What should come back is the data below, word for word, minus any picture.

** Source material follows **

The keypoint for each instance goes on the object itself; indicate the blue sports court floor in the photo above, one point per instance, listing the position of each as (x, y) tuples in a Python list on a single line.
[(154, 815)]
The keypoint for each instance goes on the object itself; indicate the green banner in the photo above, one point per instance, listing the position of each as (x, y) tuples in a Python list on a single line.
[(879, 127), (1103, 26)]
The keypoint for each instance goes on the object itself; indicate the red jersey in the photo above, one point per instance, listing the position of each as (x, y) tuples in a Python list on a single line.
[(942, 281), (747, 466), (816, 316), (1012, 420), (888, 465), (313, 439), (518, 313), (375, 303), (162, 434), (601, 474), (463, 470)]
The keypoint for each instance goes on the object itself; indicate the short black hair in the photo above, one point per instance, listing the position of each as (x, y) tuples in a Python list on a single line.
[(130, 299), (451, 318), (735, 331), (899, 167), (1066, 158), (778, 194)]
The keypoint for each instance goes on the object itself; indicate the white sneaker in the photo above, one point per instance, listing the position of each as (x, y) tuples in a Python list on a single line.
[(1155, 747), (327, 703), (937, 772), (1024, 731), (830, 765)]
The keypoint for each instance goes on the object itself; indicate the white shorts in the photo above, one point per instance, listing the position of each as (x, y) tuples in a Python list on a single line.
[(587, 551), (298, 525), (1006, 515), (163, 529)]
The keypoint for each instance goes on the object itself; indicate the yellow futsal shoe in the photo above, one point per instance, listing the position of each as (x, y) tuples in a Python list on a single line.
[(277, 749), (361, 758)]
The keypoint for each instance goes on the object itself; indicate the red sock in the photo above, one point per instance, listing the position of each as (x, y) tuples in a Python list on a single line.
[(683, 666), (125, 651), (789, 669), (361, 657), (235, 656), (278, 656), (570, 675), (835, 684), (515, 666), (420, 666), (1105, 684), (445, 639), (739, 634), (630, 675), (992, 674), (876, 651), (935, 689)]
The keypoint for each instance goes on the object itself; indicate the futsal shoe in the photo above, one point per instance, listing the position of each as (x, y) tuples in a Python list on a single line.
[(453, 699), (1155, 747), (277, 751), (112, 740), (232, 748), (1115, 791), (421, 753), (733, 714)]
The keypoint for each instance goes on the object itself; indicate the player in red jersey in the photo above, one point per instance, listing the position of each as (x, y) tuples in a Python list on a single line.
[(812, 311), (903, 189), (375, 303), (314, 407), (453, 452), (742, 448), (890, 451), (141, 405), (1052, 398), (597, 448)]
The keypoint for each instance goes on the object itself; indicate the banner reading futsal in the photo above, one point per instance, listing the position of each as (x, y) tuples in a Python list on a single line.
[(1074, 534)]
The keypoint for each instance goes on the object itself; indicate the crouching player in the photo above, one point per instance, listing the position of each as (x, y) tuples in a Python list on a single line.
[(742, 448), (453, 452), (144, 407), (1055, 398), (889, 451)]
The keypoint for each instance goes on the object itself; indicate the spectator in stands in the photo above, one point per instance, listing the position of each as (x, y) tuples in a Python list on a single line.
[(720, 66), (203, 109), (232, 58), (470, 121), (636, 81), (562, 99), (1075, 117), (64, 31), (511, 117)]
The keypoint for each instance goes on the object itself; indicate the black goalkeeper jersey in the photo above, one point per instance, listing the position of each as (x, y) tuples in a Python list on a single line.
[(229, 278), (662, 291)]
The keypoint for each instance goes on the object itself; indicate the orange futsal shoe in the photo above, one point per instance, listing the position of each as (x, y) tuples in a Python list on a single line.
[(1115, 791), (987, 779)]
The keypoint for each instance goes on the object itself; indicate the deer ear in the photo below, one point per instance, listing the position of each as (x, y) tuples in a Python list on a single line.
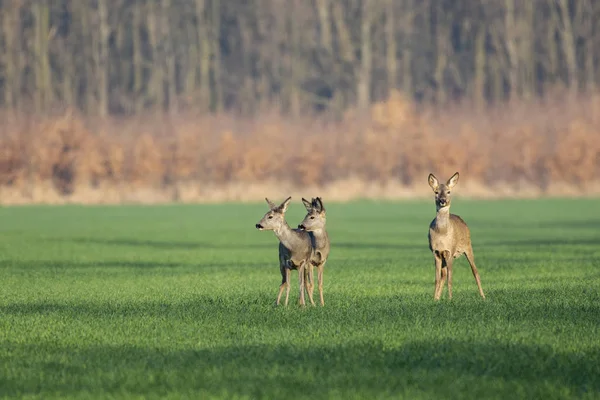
[(321, 208), (270, 203), (285, 204), (433, 182), (307, 204), (453, 181)]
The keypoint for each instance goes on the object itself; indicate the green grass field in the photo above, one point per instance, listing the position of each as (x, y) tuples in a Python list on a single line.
[(177, 302)]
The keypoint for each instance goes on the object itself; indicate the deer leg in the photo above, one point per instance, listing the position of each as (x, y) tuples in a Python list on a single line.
[(309, 282), (448, 262), (283, 282), (320, 276), (438, 275), (288, 275), (301, 279), (444, 276), (471, 259)]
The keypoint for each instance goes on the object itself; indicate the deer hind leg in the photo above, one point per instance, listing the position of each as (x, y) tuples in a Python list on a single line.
[(309, 282), (447, 265), (438, 275), (284, 281), (471, 259), (288, 275), (320, 269), (301, 269)]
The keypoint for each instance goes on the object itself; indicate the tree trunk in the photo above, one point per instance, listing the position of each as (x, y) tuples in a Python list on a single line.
[(390, 35), (568, 46), (43, 78), (102, 67), (363, 88), (216, 56)]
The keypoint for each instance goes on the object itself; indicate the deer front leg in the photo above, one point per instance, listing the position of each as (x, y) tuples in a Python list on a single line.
[(284, 281), (309, 282), (288, 275), (438, 275), (301, 279), (471, 259), (447, 260), (320, 269)]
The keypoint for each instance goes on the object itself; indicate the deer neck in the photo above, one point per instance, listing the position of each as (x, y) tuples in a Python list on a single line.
[(442, 219), (320, 235), (286, 235)]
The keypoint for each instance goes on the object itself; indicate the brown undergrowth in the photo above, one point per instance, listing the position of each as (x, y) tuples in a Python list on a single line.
[(519, 149)]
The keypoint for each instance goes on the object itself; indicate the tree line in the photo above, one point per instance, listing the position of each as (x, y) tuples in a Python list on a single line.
[(124, 57)]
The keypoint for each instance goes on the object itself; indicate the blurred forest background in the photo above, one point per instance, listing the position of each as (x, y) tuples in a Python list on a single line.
[(191, 100)]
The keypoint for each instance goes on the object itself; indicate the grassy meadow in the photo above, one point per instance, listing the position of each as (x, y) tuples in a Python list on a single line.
[(177, 302)]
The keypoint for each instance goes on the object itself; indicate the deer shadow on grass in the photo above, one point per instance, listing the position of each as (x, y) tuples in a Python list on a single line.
[(448, 368), (169, 245), (540, 242), (53, 265)]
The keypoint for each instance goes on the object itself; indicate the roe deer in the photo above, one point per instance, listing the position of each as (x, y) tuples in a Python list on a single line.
[(449, 237), (295, 247), (314, 223)]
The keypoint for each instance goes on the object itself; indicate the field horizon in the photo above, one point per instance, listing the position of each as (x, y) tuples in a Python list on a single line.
[(176, 301)]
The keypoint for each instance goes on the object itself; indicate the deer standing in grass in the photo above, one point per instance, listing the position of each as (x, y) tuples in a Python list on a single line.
[(449, 237), (314, 223), (295, 247)]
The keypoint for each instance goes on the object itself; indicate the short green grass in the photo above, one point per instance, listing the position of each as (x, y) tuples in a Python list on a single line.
[(177, 302)]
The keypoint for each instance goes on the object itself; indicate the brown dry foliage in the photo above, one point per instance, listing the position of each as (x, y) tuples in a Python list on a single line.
[(534, 143)]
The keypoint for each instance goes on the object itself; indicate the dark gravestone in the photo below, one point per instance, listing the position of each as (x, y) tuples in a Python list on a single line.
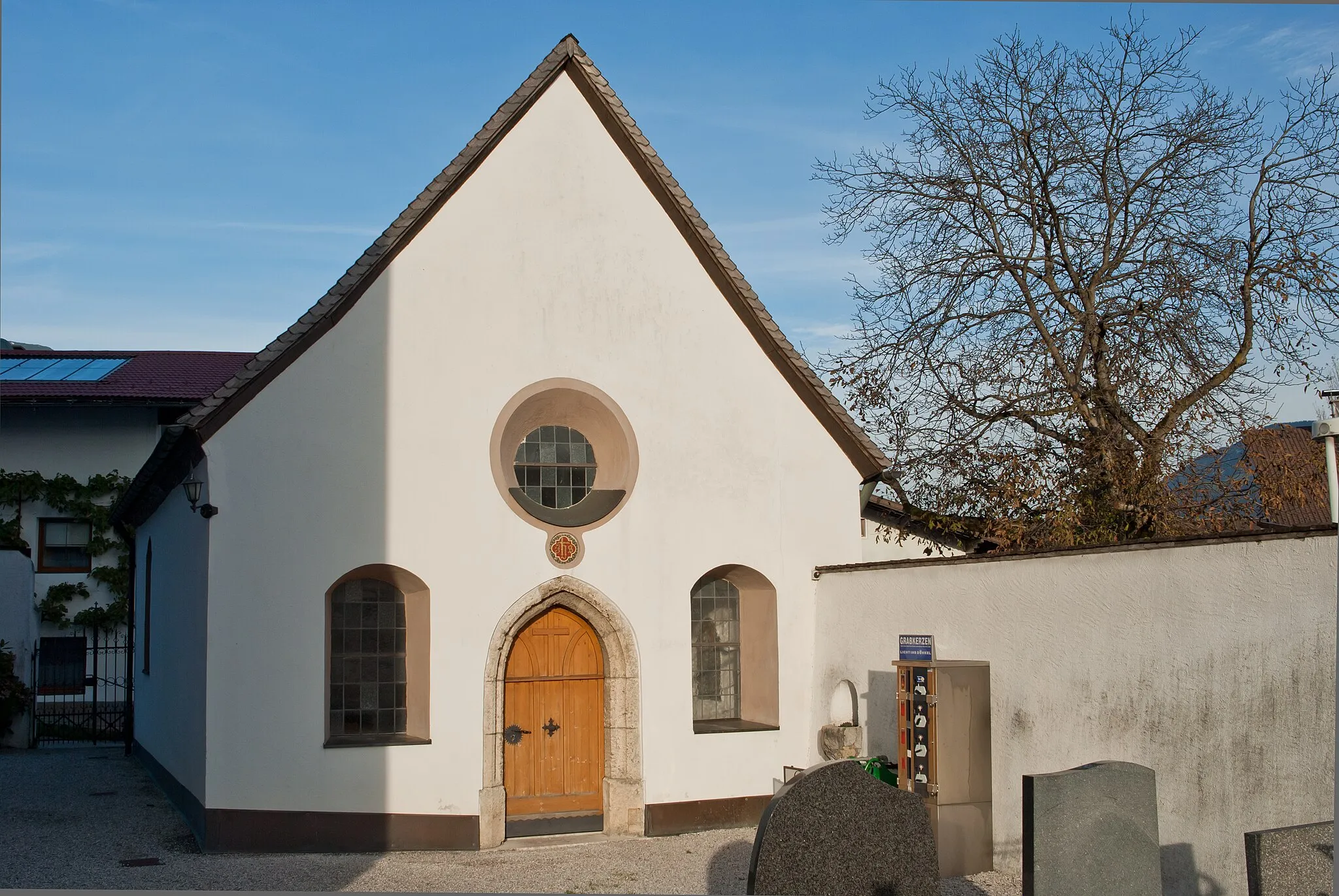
[(1291, 861), (836, 829), (1092, 831)]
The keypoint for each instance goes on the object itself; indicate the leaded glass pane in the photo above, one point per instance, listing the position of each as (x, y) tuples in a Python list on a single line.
[(554, 465), (715, 651), (367, 658)]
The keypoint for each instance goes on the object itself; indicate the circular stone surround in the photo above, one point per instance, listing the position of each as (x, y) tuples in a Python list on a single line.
[(567, 402)]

** End of Source material **

_Your response_.
The keypoint for each instance goes on the object itself; indicate the blue sports court floor in the photo above, one point per instance, listing the position of each as (x, y) tuples in a Python list on a single line.
[(154, 815)]
The keypoint for each instance goes on the object itself; indicate the green banner in the photo above, one point per instance, listing the position of each as (x, y) tuples in a Python list on a single line.
[(879, 127), (1103, 26)]
The keypoint for each instance goes on the object itself; indicate the red jersey in the photo above, one point per instance, listing the position of each as (x, y) tuples in a Python list on a single line.
[(942, 281), (747, 466), (816, 316), (1012, 420), (888, 465), (313, 439), (518, 313), (375, 303), (162, 434), (601, 474), (463, 470)]
The keypoint for each instance goes on the object itself; indicate the short black hair in the photo above, one point per instance, listing the position of each as (x, y) tuples in a Python list on a single line.
[(130, 299), (451, 318), (735, 331), (899, 167), (1066, 158), (778, 194)]
The keypoint for each instance goes on the object itself; indicate the white sneaker in the photo above, one point per instance, listing the position of each as (x, y) tuples in a Python list on a single line.
[(1155, 747), (327, 703), (937, 772), (1024, 731), (830, 765)]
The keypoint for each instance goes on the object itself; indicate the white shorts in the photo above, one point per instance, listing the position of each as (x, y) tuples in a Python list on a single line.
[(587, 551), (298, 525), (1006, 515), (163, 529)]
The keypoint for each instance goes on the object itself; indicate the yellow futsal shoe in the photo above, one point per instance, listing the position of each as (x, y) tuples in a Python list on a single line.
[(277, 749), (361, 758)]
The keypoint for each instance goes on the object itself; indicate the red sock in the photo above, one point per instance, listing the position of each as (x, y) tuples in a Python list on a single line.
[(683, 666), (125, 651), (789, 669), (361, 657), (235, 656), (278, 656), (570, 675), (835, 684), (515, 666), (420, 666), (1105, 684), (445, 639), (739, 634), (630, 675), (992, 674), (876, 651), (935, 689)]
The keypoint for each instance goes on the object itself; indicate the futsal shoe in the photo above, one point per instance, listing the position of each as (x, y) tuples in a Python list on a single line.
[(453, 699), (1155, 747), (277, 751), (112, 740), (232, 748), (1115, 791), (421, 753), (733, 714)]
The keypoint for each instance goes on the object itself; indicate the player in red jersey in the photo above, one point per instance, listing the position of each as (x, y) tuples in a Python list on a single line.
[(812, 311), (903, 189), (375, 303), (314, 407), (453, 452), (742, 448), (890, 451), (141, 405), (1052, 398), (597, 448)]
The keypoint for each instance goes on the object itself; indicate the banner reading futsal in the photo above, one point per instance, listing the position of each as (x, y) tuples in a Python list on a single line.
[(1074, 534)]
The keypoint for each instance goes on the object itself; indicate the crouching player in the photo above, one point per instance, listing the position of each as (x, y) tuples in a Python list on a single line.
[(742, 448), (453, 452), (144, 407), (1055, 398), (889, 451)]
The keypoint for each instance goes on the object itself; indicate the spectator in stands in the photo above, one point per instance, listing the position of each as (x, y) tuples in a Python list on a single line.
[(720, 66), (203, 109), (232, 58), (470, 121), (636, 81), (562, 99), (1075, 117), (64, 31), (511, 117)]
The keypoint for each instance goes on the object itself; indicate the black goalkeeper jersey in the photo above, one point per instance, listing the position of each as (x, y) tuples in a Python list on a single line.
[(229, 278), (662, 291)]
The keypoint for each instance goes on the object itself; indicate the orange futsal shoe in the photo above, one point per instance, listing the position of each as (x, y) tuples in a Python list on a single line.
[(1115, 791), (987, 779)]
The keypoint for each instance goes on the object itself; indicate the deer ear in the photo below, one point per instance, listing the position of each as (x, y) tuples in a Python list on a single line.
[(321, 208), (270, 203), (285, 204), (433, 182), (307, 204), (453, 181)]
The keypoint for each instance goes on the object itself; indicate the green grass field in the photo above, one point per instance, listing the position of each as (x, y) tuples in a Python list on a single line.
[(177, 302)]
The keypoint for each instance goes on the object itself; indicate the deer leg in the photo above, one point per instance, listing the position of each as (x, y) tuples in a Python list on a single line.
[(309, 282), (448, 262), (283, 282), (320, 276), (438, 275), (288, 275), (301, 279), (444, 276), (471, 259)]
The keypoint for each instance goes on the object itself; indicate the deer hind leg in the photo above, one point per instance, listing the position of each as (x, y) tuples in a Python list on a single line.
[(309, 282), (447, 265), (438, 275), (284, 281), (471, 259), (288, 275), (320, 269), (301, 269)]
The keypoint for each instance goes on the object itself; indicate the tree trunk in the photo above, one point per instance, listing the position of each as (x, y) tuples in a Python list on a single line.
[(390, 35), (568, 46), (43, 78), (102, 67), (363, 88), (216, 56)]
The keypoint for each instance goes on the object itself; indicate the deer front leg in the photo above, one point per instance, listing the position of each as (x, y) tuples in a Python list on a single line.
[(284, 281), (309, 282), (288, 275), (438, 275), (301, 279), (471, 259), (447, 260), (320, 269)]
The keypoint for each instance goes on the object itself; indicate the deer neck in the photo above, one point per instance, listing the position of each as (x, y) tuples in a Python list on a single line.
[(442, 219), (320, 235), (286, 235)]
The keypoint for each instance goes on the object itself; indicate the brown undergrowth in the photo above, one point per instance, listing the position of each as (x, y) tuples in a Python list on a single line.
[(519, 149)]
The keypoint for each instance goes on the object itself; indicate the tree line in the photo above, one point per instance, listing the position of each as (x, y) tuples in a Python list on a single line.
[(124, 57)]
The keypoint for each instance goes on the object itself; indicate the blurred forest background in the photo above, one point per instance, listing the position of each as (x, y) tuples in a Python list on a single line.
[(191, 100)]
The keypoint for each instance goes on the object itself; indicate the grassy meadow in the photo above, one point per instance, listing the position of each as (x, y) tuples in a Python list on a single line.
[(177, 302)]
The keypoint for each instance goes on the object itself; indicate the deer shadow on grass in the photo above, one point per instance, listing the position of each as (x, y) tuples in a Python list on a single line.
[(448, 368), (169, 245), (540, 242), (53, 265)]
The keypoint for each instance goes on the object itself; indicate the roe deer in the photo above, one point per instance, listing the position of each as (x, y) tuples in a Python list on a single line.
[(449, 237), (295, 247), (314, 223)]
The keypoint for each instance goes on the object itself; indicate the field horizon in the photo above, one point per instance, listing the position of each as (x, y) tuples in a Python list on a single line.
[(176, 301)]
The keypoint for each instance goes on the object itself; indicate the deer standing in grass in the photo above, one point per instance, listing the position of each as (x, y) tuples in a Python list on a single line.
[(449, 237), (314, 223), (295, 247)]
The keypoint for each instance goes on the object itself; indicate the short green grass in the photo above, one point per instance, listing the position of each as (x, y) tuples in a Python list on a single line.
[(177, 302)]
The keypoint for each instance goes on the object itself; indicate the brown dry foliage in the photo above, one point per instance, listing the position of each as (x, y) tuples in a Python list on a single line.
[(534, 143)]
The keypoint for each instance goes on the object itself; indicate the dark gravestone in the photo below, one point per instance, listing the position of each as (x, y) tuples in a Python list on a single line.
[(1291, 861), (836, 829), (1092, 831)]
The keypoint for each instance goes on the object itself; indicate the leaded glass pane in the photo above, one point per instance, listing the position of each as (x, y) tuples in a Python list on a single line.
[(554, 465), (715, 651), (367, 658)]
The keypoint for each instance goes on the object itself; indicate the circular stone surround in the photo above, one point per instance, listing the position of each as (x, y) tuples in a Python list on a single line.
[(567, 402)]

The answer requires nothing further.